HOW TO COMPLETE THIS TASK: Please read the extract on elections and unrest under Obiang: what share of the vote did Obiang receive when he was reelected on 25 February 1996?

On 17 November 1991, a new constitution was adopted. Opposition parties began to be organized and sought official recognition in 1992. Eventually an election was held on 21 November 1993 and the PDGE won 68 of 80 seats. But the major opposition parties boycotted the election and as many as 80% of the eligible voters refused to participate. The new cabinet was expanded from 34 to 42 members. On 25 February 1996, Obiang was reelected to the presidency for another 7-year term, receiving 98% of the vote. The poll was declared farcical by foreign observers. Despite a boycott of the elections by the three main opposition parties, voter turnout was 86%. Obiang's plan to form a government of national unity failed due to refusal of the opposition, because their conditions for participation had not been met.
New wealth from substantial oil and gas reserves discovered off the coast in 1996 boosted the tiny country's impoverished economy, but the wealth did not reach the poor. Government corruption and mismanagement were rampant and some 80% of the wealth was amassed by less than 5% of the population, mostly Obiang's family clan. Growing discontent resulted in at least two coups d'état (the government attributed one in May 1997 to opposition Progress Party leader, Severo Moto) and a rebellion on Bioko Island by members of the disenfranchised Bubi ethnic group in January 1998. A military court sentenced 15 of the 215 Bubi activists to death. In September Obiang suspended the sentence, under international pressure.
The ruling PDGE won 65 of the 80 seats in the second multiparty parliamentary elections held on 7 March 1999. In July 1999, the Prime Minister, Angel Serafin Seriche Dougan, and his government resigned, apparently to pave way for a government of national unity. The president offered to give a cabinet position to each of the opposition parties. Second multi-party legislative elections were held on 7 March 1999. Mainstream opposition parties participated in the elections, but along with the international community, denounced the elections for serious irregularities. The ruling PDGE again won 75 seats. The Convergence for a Social Democracy (CPDS) and the People's Union (UP) respectively got one and four seats.

SUPPLIED RECORDS:
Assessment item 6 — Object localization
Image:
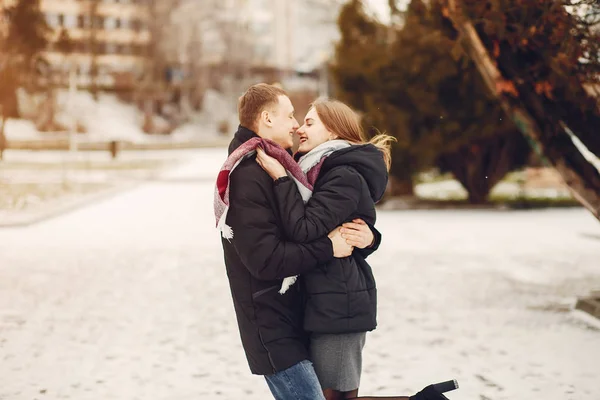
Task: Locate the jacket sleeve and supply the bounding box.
[354,224,381,258]
[227,171,333,280]
[275,168,364,243]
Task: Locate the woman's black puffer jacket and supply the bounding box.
[275,144,388,333]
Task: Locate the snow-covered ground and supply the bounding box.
[0,149,600,400]
[6,90,235,143]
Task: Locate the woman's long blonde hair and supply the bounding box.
[311,99,396,171]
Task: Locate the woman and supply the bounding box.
[257,100,458,400]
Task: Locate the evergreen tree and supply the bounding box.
[333,0,529,202]
[6,0,50,69]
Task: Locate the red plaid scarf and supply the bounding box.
[214,138,320,239]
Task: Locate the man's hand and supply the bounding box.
[327,227,354,258]
[341,219,375,249]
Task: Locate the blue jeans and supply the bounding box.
[265,360,325,400]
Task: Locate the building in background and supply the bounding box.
[40,0,150,88]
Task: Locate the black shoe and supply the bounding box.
[410,380,458,400]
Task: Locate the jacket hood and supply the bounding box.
[320,144,388,203]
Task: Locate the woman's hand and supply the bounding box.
[341,219,375,249]
[256,149,287,180]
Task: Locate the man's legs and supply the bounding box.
[265,360,325,400]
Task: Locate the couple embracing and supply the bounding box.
[215,84,456,400]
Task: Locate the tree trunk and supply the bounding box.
[447,0,600,220]
[0,114,8,161]
[386,175,415,197]
[437,132,530,204]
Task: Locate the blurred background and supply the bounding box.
[0,0,600,400]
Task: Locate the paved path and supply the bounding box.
[0,150,600,400]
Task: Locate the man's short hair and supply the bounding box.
[238,83,287,132]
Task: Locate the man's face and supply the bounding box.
[261,96,299,149]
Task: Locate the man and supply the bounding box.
[222,84,380,400]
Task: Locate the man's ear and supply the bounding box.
[260,110,273,126]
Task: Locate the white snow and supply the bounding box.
[0,149,600,400]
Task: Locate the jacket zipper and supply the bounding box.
[252,285,279,374]
[257,328,277,374]
[252,285,278,300]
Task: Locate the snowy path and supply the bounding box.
[0,150,600,400]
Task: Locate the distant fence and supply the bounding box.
[5,138,231,153]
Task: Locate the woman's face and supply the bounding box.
[296,107,337,153]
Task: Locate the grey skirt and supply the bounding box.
[310,332,367,392]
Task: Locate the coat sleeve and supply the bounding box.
[275,168,364,243]
[354,224,381,258]
[227,171,333,280]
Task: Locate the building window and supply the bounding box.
[104,17,116,30]
[63,14,77,28]
[46,14,59,28]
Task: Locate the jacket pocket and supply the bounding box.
[252,285,279,300]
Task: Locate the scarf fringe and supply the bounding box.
[279,275,298,294]
[217,207,233,242]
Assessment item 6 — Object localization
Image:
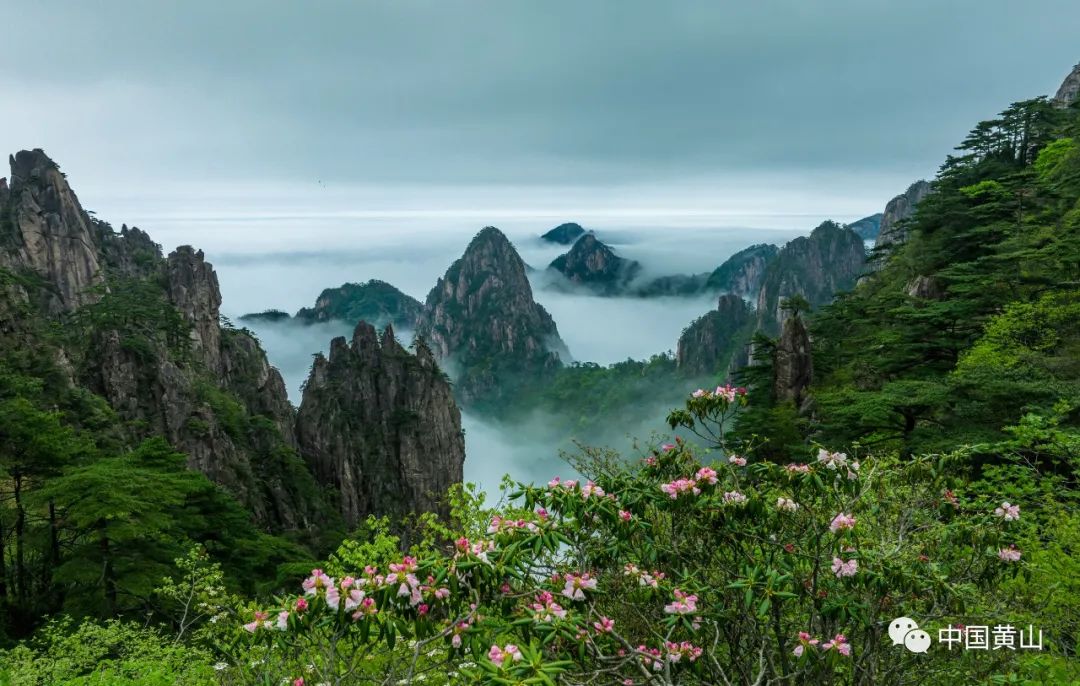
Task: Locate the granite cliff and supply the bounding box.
[417,227,569,408]
[296,322,464,526]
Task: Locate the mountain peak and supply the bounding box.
[1054,64,1080,107]
[417,227,566,403]
[540,221,585,245]
[549,233,642,295]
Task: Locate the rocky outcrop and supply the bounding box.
[0,149,103,313]
[1053,64,1080,107]
[874,179,932,252]
[296,322,464,526]
[166,245,221,374]
[417,227,569,407]
[847,212,885,241]
[705,243,780,298]
[549,233,642,295]
[772,315,813,407]
[296,279,423,328]
[540,221,585,245]
[757,221,866,333]
[675,293,754,377]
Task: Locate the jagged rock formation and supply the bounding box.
[772,315,813,407]
[417,227,569,407]
[540,221,585,245]
[0,150,322,530]
[0,148,103,313]
[874,179,931,252]
[296,322,464,526]
[675,293,754,376]
[757,221,866,332]
[847,212,885,241]
[167,245,221,374]
[705,243,780,298]
[1053,64,1080,107]
[549,233,642,295]
[296,279,423,328]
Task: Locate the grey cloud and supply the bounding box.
[0,0,1080,189]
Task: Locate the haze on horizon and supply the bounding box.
[0,0,1080,221]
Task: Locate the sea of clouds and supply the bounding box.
[84,186,874,492]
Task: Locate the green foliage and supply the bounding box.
[0,619,215,686]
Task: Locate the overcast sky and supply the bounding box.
[0,0,1080,211]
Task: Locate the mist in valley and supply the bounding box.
[198,210,829,494]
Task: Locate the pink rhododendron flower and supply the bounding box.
[694,467,717,485]
[994,501,1020,522]
[723,490,746,505]
[563,571,596,601]
[828,512,855,534]
[660,479,701,500]
[244,610,270,633]
[581,481,604,500]
[821,633,851,657]
[833,557,859,579]
[352,597,379,621]
[664,589,698,615]
[998,546,1021,562]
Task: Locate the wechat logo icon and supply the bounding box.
[889,617,930,653]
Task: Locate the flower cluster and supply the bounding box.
[622,563,665,589]
[994,500,1020,522]
[777,497,799,512]
[828,512,855,534]
[690,384,746,403]
[528,591,566,622]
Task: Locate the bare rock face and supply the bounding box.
[167,245,221,373]
[772,315,813,407]
[675,294,753,376]
[0,149,102,312]
[874,179,932,254]
[705,243,780,298]
[757,221,866,332]
[549,233,642,295]
[296,322,464,526]
[1053,64,1080,107]
[417,227,569,406]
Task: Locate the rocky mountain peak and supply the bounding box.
[296,322,464,526]
[417,227,568,403]
[540,221,585,245]
[0,148,102,312]
[675,293,753,377]
[550,233,642,295]
[757,221,866,332]
[167,245,221,372]
[1054,64,1080,107]
[874,179,931,253]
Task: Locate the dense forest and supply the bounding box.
[0,83,1080,686]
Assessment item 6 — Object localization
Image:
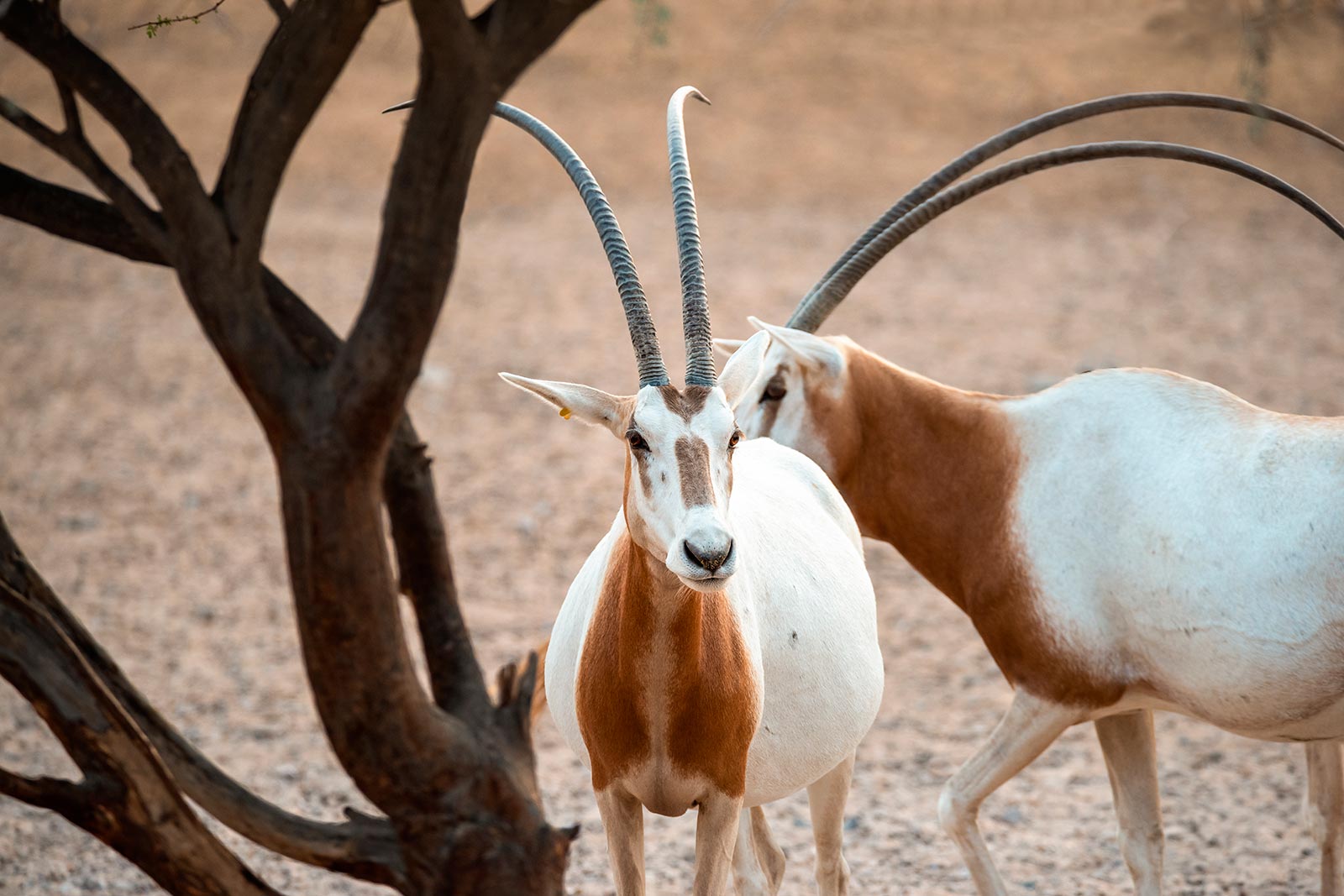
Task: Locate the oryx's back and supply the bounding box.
[1004,369,1344,736]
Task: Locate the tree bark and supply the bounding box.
[0,0,593,896]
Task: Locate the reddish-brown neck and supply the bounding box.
[816,347,1017,610]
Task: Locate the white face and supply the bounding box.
[500,333,768,591]
[623,385,742,591]
[723,318,844,478]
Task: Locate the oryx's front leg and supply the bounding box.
[1302,741,1344,896]
[1095,710,1164,896]
[692,794,742,896]
[938,690,1082,896]
[808,753,853,896]
[596,783,643,896]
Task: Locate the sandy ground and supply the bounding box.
[8,0,1344,896]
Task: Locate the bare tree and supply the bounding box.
[0,0,596,896]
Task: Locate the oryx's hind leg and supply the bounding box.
[594,784,643,896]
[1302,741,1344,896]
[732,806,784,896]
[751,806,785,893]
[938,689,1082,896]
[1097,710,1164,896]
[808,753,853,896]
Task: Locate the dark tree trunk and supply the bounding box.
[0,0,594,896]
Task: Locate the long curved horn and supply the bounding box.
[383,99,670,388]
[795,92,1344,333]
[788,139,1344,332]
[668,87,715,385]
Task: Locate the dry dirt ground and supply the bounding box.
[0,0,1344,896]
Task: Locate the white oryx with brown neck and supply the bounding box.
[721,94,1344,896]
[500,89,883,896]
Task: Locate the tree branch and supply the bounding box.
[0,165,168,265]
[0,3,307,437]
[0,563,278,896]
[0,97,166,251]
[0,768,87,814]
[472,0,596,83]
[0,517,406,891]
[215,0,378,259]
[259,0,289,22]
[126,0,224,38]
[328,0,497,455]
[0,165,491,721]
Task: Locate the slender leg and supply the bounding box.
[1304,741,1344,896]
[938,690,1080,896]
[751,806,785,896]
[732,807,780,896]
[808,753,853,896]
[1097,710,1164,896]
[692,794,742,896]
[596,784,643,896]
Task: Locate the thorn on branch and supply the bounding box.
[126,0,225,38]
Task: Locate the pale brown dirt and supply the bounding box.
[0,0,1344,896]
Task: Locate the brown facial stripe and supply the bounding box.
[665,589,759,797]
[625,448,654,498]
[574,535,656,790]
[806,345,1137,708]
[758,364,784,438]
[676,435,714,508]
[659,385,710,423]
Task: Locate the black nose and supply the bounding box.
[681,538,732,572]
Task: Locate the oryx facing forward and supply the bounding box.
[500,87,883,896]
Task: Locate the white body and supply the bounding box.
[738,321,1344,896]
[1003,369,1344,740]
[546,439,883,814]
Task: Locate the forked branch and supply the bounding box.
[0,540,278,896]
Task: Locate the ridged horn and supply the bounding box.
[789,92,1344,333]
[668,87,715,385]
[788,139,1344,332]
[383,99,670,388]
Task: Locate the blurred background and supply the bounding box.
[0,0,1344,896]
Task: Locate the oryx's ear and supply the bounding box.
[500,374,634,439]
[714,338,746,358]
[719,332,770,408]
[748,317,844,376]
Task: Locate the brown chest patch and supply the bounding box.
[575,533,759,797]
[665,589,761,797]
[575,535,654,790]
[809,347,1133,708]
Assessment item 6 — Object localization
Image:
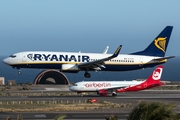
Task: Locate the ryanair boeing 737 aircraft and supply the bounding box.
[3,26,174,78]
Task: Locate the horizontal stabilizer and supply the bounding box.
[154,56,175,61]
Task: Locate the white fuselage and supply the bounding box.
[3,51,165,71]
[69,80,144,92]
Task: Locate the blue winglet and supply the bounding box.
[112,45,122,57]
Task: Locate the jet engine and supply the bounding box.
[61,64,79,73]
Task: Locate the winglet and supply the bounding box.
[146,66,163,83]
[112,45,122,57]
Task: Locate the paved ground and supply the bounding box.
[0,90,180,120]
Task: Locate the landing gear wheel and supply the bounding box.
[84,73,91,78]
[18,70,21,75]
[112,93,117,96]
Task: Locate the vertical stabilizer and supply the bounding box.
[145,66,163,83]
[131,26,173,57]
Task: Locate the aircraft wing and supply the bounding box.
[78,45,122,70]
[154,56,175,61]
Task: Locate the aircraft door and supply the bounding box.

TASK ANSWER: 98%